> **WHAT IS REQUIRED**:
Recast everything from the line containing "Indicate the reflection" down to the end of the lines below as a two-column CSV with the headers line_text and answer. Give one row for each line and its answer, put each field in double quotes, and turn any line breaks into spaces.

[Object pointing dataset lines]
::::

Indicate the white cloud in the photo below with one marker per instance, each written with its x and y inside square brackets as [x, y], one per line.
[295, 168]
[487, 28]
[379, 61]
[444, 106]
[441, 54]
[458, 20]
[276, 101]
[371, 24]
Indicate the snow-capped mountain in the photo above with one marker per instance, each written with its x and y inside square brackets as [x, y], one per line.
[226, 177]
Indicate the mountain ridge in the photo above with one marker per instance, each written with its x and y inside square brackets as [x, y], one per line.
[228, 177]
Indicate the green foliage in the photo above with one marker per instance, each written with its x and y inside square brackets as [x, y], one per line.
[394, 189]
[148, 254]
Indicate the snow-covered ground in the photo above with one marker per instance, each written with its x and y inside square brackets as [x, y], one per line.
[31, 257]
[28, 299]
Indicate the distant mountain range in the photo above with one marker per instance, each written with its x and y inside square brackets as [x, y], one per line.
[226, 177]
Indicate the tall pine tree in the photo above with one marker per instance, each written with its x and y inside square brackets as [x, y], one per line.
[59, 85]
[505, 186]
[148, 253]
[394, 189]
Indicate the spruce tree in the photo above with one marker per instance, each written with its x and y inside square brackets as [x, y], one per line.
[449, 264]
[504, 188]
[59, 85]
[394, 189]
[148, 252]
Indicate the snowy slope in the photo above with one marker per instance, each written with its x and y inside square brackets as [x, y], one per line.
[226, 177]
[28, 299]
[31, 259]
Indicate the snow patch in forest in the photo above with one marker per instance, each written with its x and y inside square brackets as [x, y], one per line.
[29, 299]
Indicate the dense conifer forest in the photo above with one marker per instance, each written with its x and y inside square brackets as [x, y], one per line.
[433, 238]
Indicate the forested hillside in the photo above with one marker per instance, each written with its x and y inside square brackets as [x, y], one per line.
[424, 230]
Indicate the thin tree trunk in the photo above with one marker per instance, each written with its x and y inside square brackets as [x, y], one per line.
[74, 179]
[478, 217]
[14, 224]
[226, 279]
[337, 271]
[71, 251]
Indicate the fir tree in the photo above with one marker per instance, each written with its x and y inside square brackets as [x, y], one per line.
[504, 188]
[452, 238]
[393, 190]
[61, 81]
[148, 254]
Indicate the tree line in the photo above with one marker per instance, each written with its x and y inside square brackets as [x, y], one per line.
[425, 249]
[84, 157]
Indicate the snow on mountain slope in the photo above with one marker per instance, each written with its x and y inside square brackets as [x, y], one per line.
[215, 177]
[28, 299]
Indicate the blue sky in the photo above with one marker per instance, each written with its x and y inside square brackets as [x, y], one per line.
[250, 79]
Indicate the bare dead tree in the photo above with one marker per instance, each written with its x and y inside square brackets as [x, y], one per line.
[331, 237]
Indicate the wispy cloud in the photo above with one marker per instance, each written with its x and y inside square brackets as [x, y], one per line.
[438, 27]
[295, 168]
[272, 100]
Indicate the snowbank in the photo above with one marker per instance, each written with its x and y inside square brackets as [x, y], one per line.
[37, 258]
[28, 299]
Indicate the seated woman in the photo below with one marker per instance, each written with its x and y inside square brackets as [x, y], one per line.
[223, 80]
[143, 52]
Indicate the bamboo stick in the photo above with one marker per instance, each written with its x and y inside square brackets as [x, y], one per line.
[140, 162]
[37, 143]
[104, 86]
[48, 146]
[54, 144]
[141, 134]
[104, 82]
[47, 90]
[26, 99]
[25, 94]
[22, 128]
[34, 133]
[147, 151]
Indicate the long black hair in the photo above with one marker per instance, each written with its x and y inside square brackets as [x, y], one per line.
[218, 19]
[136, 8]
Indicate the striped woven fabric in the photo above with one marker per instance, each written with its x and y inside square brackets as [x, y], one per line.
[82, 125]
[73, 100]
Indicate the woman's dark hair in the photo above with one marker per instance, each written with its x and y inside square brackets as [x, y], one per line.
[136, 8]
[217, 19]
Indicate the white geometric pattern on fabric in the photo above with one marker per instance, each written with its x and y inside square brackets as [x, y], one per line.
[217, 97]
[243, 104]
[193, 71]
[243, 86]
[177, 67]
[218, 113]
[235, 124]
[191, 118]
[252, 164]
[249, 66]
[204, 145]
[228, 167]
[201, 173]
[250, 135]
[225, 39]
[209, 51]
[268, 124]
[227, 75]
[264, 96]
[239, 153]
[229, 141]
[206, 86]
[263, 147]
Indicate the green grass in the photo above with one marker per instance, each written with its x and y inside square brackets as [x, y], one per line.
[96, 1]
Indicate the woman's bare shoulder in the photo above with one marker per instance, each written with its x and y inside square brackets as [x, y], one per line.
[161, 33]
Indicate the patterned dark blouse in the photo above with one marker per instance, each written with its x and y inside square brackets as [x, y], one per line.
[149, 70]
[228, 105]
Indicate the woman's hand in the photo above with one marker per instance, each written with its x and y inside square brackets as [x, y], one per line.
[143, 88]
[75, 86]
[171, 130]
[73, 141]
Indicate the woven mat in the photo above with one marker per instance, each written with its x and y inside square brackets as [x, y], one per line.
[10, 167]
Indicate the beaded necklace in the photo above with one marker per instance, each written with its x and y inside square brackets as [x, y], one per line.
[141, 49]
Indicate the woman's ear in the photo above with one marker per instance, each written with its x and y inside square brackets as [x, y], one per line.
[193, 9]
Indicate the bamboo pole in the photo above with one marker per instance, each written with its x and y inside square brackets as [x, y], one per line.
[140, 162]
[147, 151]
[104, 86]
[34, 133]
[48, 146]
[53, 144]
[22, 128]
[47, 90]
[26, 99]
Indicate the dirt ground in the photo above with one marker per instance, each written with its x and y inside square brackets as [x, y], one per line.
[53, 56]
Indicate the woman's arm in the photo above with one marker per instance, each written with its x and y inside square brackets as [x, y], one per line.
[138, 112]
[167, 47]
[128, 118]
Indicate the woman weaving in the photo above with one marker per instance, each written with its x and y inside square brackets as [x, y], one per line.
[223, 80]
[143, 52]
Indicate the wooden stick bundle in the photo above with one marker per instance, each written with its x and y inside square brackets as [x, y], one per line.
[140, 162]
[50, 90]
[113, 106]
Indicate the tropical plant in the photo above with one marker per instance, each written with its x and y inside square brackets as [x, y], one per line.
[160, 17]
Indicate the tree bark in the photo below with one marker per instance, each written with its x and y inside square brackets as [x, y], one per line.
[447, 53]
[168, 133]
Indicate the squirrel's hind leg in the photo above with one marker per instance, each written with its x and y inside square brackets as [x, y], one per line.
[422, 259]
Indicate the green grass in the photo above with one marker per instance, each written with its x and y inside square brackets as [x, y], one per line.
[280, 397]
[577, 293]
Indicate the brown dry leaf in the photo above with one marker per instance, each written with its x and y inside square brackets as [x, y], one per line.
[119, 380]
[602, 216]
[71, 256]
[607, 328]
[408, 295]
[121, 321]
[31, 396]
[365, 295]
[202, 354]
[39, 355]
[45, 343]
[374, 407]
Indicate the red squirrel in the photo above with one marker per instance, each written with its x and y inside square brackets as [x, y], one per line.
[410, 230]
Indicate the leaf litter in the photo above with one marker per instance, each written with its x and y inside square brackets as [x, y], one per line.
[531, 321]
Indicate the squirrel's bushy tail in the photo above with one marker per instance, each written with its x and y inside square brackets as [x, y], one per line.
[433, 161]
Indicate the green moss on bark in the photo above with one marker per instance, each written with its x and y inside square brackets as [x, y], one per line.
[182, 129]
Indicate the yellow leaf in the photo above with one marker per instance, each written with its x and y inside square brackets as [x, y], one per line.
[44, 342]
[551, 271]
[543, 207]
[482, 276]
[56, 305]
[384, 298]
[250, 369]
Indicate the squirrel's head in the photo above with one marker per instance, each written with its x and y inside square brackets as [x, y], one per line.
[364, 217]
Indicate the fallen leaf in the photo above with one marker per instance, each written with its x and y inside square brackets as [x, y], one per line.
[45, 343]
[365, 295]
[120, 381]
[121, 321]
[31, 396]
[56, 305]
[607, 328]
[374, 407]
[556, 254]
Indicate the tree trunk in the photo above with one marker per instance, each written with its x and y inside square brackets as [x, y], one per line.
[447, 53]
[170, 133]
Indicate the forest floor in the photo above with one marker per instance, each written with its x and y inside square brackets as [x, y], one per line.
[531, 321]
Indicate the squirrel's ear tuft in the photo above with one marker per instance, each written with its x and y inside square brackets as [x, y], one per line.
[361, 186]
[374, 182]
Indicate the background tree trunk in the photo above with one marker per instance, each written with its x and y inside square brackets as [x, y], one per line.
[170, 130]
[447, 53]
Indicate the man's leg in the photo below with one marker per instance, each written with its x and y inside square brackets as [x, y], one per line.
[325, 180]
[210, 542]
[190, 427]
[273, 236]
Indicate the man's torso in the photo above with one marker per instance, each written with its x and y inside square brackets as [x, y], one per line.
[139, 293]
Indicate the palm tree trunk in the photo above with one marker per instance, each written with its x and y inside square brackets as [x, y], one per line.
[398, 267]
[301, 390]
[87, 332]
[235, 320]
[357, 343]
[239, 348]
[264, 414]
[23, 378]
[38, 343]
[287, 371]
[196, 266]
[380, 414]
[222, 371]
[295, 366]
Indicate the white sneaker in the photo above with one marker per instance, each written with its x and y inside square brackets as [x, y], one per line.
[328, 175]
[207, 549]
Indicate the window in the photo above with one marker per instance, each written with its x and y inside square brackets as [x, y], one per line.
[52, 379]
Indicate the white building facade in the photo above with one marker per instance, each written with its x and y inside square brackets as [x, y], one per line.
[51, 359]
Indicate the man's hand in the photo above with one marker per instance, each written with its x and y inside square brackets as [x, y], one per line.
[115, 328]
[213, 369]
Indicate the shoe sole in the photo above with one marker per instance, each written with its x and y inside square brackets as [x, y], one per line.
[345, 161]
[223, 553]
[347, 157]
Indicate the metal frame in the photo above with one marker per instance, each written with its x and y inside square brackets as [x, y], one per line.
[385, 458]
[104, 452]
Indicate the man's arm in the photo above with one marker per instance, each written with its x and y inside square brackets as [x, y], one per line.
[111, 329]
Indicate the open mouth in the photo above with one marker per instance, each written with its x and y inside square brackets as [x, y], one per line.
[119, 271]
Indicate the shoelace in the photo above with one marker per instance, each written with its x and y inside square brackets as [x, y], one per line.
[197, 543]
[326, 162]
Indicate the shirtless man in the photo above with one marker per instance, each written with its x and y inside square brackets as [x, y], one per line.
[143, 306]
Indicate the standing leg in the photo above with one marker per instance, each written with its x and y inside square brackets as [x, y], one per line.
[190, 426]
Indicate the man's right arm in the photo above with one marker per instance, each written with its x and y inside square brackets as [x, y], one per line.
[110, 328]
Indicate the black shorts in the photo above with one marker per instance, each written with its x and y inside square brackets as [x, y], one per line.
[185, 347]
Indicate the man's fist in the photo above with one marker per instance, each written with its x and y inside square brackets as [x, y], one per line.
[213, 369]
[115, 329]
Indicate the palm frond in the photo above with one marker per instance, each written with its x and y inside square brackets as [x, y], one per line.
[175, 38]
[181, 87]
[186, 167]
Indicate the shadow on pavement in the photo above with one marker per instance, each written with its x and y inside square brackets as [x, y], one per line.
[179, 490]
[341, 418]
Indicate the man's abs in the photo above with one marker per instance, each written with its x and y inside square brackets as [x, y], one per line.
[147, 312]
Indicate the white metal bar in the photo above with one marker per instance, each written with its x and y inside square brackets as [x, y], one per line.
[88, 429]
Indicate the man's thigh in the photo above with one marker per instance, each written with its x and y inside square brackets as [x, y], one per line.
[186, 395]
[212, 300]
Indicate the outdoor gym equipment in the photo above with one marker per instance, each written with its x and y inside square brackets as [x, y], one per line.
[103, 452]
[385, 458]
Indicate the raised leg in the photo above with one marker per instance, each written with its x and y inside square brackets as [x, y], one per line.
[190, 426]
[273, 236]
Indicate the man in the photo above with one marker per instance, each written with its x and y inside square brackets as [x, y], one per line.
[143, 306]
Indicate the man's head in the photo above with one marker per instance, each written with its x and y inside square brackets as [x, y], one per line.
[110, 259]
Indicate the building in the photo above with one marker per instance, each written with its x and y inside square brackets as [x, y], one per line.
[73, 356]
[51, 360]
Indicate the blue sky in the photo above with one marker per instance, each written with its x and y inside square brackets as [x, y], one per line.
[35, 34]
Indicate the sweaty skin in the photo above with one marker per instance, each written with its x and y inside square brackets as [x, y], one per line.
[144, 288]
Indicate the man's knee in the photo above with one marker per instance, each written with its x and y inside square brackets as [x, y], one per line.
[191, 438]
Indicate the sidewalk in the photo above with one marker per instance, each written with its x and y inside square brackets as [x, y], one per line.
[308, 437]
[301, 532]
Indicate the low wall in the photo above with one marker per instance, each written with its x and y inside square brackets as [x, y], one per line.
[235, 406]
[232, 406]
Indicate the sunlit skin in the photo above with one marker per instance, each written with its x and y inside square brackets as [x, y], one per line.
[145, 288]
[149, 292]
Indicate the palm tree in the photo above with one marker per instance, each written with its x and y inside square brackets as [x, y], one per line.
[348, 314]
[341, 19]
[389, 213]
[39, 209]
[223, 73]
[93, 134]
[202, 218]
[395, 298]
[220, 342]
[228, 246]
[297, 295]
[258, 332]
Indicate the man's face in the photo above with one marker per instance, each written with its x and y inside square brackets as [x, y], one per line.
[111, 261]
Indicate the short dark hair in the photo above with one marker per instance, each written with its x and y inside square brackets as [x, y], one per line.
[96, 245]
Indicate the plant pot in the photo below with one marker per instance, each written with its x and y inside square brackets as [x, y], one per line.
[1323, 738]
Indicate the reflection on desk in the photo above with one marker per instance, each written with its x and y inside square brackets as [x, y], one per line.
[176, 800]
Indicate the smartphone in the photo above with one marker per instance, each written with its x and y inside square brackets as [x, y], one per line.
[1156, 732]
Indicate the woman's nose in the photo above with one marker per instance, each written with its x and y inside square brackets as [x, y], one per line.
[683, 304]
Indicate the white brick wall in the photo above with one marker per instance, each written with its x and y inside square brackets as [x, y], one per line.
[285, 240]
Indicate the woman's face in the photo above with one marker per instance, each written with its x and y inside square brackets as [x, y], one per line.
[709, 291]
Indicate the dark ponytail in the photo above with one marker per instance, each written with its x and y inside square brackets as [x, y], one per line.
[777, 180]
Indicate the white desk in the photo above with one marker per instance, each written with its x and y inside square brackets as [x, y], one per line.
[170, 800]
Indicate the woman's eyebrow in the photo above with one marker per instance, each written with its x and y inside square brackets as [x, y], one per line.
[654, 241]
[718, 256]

::::

> **COMPLETE OUTPUT**:
line_text,answer
"Indicate the reflection on desk in the photo above with one marker per instance, each written with its x and y inside square brackets as [x, y], one per line.","[176, 800]"
"Indicate the smartphone in the photo above with one marker per instance, each written with its x and y inside square brackets as [x, y], one per line.","[1156, 732]"
"Indicate the woman's nose in the photo above with one marker per instance, each written with its x and y inside square brackets as [x, y], one per line.","[683, 304]"
"Indicate the white brick wall in the photo above with one marker per instance, each written with its x and y inside square brackets as [x, y], one per line.","[285, 240]"
"Indicate the woman's face in the photo above with one marker per instance, each written with its x and y inside square brackets as [x, y], one per line.","[709, 291]"
"Indicate the dark ponytail in the photo above with one marker per instance, each written with its x and y inside square brackets as [x, y], one per line.","[777, 180]"
"Indicate the white desk in the photo above with one marker per instance, each written with its x and y inside square brackets as [x, y], one per line.","[170, 800]"
"Indicate the woman's eyebrow in the photo above with one marker per instance, each written with its x and y inside square brackets as [x, y], one per line.","[654, 241] [718, 256]"